-- Task data follows --

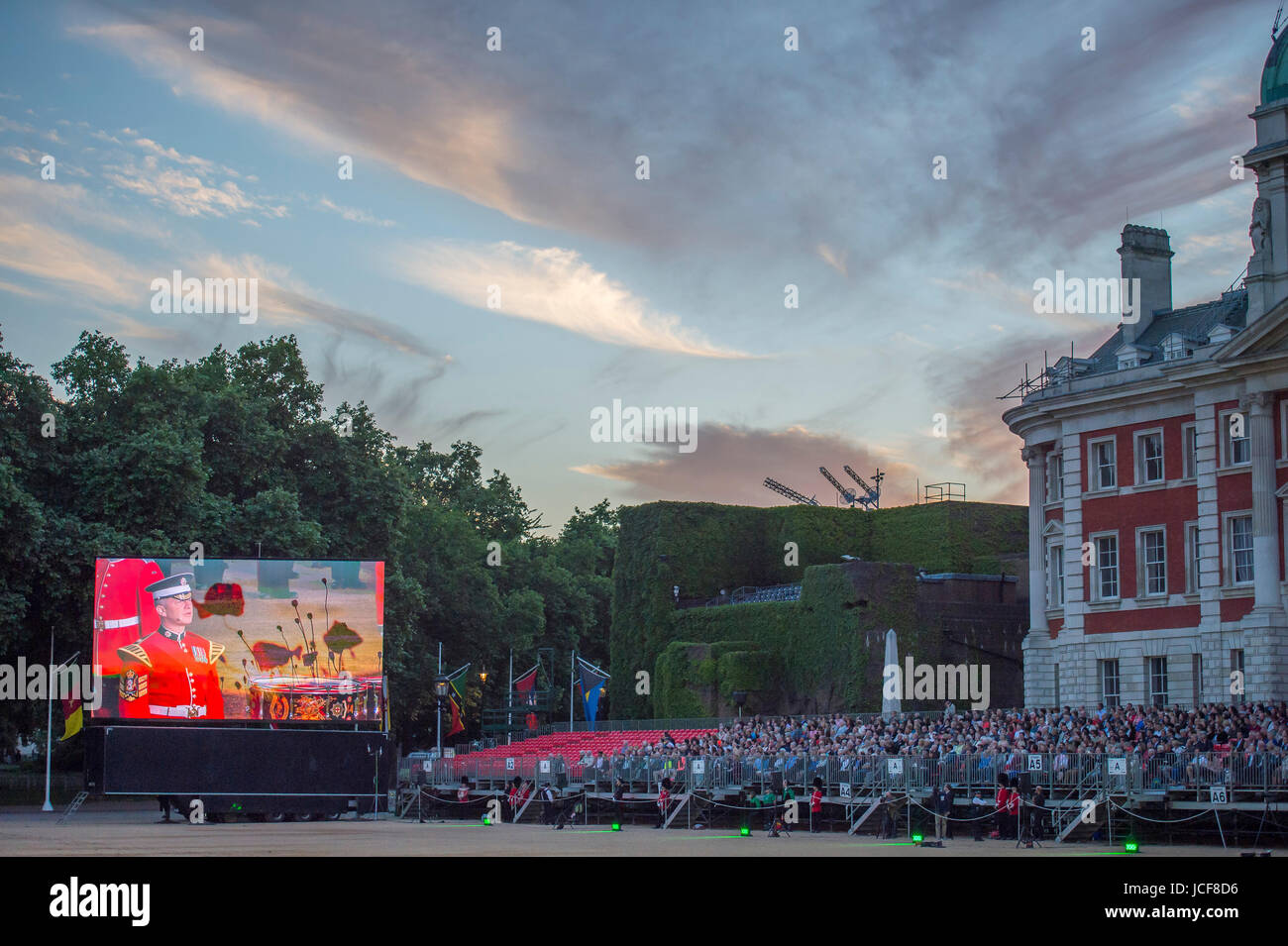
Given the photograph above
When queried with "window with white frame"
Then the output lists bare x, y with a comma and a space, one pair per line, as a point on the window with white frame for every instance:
1151, 555
1149, 457
1104, 459
1236, 446
1237, 550
1157, 681
1055, 575
1055, 477
1109, 683
1192, 558
1104, 568
1283, 429
1173, 348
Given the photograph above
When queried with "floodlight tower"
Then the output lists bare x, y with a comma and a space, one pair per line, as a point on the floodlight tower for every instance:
790, 493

-- Task data concluded --

Aim of the exercise — Select and copy every line from the records that includes the word "When".

Answer to this task —
When queried with "window with white frame"
When queried with "floodlight tower"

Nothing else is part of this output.